→ **EXERCISE BRIEF**
All lines that hold the string "tail" should be copied. Find them in the listing below.

→ **EXERCISE DATA**
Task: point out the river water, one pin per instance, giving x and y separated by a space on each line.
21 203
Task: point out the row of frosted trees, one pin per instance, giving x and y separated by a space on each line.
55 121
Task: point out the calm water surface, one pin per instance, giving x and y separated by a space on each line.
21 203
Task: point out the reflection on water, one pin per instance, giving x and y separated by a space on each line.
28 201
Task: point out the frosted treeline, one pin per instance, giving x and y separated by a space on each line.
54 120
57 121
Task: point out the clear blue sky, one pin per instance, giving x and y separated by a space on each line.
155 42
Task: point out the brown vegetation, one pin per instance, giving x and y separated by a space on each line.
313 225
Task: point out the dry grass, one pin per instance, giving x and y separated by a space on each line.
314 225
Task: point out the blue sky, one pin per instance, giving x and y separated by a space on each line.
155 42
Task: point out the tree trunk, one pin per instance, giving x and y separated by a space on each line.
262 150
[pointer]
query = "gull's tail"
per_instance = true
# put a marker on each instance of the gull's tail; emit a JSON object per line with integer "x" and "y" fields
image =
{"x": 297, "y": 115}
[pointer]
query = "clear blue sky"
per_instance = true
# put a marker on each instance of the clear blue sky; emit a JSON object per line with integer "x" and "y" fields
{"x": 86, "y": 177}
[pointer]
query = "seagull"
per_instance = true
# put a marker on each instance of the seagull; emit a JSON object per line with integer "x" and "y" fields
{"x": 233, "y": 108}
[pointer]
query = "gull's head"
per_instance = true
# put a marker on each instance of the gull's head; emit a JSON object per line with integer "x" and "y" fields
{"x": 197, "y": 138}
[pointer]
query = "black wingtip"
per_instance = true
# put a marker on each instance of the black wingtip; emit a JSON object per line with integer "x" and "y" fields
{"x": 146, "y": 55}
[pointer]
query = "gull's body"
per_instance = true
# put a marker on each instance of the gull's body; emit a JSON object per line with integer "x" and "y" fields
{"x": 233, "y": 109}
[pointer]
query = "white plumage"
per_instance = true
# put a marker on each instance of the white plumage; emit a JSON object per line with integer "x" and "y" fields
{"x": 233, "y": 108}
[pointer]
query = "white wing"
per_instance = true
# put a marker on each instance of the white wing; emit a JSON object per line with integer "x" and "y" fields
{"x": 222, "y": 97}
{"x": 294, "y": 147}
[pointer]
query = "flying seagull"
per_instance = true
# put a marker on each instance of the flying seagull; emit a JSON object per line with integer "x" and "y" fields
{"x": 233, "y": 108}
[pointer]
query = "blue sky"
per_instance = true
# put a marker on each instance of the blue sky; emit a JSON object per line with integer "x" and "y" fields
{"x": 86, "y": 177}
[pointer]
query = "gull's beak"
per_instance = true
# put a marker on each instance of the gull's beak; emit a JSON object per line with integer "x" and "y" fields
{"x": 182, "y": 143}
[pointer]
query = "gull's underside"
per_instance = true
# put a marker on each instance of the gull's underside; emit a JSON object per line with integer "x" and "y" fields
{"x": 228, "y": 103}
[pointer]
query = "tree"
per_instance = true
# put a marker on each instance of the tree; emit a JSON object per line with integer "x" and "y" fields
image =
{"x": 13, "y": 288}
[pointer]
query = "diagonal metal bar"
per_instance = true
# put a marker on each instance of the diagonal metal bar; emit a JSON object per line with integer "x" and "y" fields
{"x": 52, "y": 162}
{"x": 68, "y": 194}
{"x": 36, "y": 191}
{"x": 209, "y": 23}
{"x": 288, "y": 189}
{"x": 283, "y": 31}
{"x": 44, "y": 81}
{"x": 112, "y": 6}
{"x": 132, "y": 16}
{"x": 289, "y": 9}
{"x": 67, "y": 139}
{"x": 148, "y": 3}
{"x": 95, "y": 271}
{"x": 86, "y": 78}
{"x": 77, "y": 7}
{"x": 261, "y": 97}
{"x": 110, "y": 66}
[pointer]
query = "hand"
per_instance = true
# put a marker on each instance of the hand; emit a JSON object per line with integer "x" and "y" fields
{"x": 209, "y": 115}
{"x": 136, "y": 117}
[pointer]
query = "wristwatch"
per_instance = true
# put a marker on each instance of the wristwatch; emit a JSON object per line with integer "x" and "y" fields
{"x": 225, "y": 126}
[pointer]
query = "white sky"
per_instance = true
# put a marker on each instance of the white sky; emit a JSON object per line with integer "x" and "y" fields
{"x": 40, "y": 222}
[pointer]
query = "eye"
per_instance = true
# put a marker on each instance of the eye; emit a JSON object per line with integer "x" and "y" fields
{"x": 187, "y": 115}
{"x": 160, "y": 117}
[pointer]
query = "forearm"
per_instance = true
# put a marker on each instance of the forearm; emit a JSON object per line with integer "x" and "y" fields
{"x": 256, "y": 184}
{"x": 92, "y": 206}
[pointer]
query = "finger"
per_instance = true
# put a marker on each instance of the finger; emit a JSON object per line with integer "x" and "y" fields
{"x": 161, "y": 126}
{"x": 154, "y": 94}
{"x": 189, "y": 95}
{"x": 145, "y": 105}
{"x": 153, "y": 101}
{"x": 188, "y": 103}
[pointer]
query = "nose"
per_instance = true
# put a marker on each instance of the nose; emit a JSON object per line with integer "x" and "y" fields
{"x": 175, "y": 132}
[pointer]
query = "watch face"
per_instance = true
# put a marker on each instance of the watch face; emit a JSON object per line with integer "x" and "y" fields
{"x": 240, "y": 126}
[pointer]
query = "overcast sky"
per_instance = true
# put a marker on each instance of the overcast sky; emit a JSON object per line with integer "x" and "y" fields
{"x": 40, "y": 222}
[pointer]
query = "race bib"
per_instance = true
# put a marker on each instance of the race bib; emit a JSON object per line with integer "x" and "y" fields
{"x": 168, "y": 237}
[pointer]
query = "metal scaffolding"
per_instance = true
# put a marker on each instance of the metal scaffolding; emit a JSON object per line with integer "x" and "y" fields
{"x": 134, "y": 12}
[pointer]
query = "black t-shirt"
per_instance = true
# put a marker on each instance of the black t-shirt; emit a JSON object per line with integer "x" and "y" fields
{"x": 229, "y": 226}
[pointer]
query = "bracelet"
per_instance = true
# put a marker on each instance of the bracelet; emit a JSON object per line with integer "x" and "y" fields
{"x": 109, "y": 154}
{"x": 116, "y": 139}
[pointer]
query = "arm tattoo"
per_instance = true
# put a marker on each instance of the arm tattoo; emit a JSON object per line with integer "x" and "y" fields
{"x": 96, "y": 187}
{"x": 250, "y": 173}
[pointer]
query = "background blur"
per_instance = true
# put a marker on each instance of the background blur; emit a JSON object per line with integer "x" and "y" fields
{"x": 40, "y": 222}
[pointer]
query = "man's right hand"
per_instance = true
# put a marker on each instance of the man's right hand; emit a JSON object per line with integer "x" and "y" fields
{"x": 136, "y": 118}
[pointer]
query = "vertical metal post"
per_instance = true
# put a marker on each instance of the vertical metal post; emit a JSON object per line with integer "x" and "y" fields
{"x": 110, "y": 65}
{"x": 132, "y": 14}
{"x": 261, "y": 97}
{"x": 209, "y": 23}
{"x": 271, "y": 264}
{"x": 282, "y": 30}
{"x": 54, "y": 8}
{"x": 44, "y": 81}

→ **TASK ANSWER**
query = "gull's tail"
# put a marker on each instance of the gull's tail; emit a JSON object per line with integer "x" and "y" fields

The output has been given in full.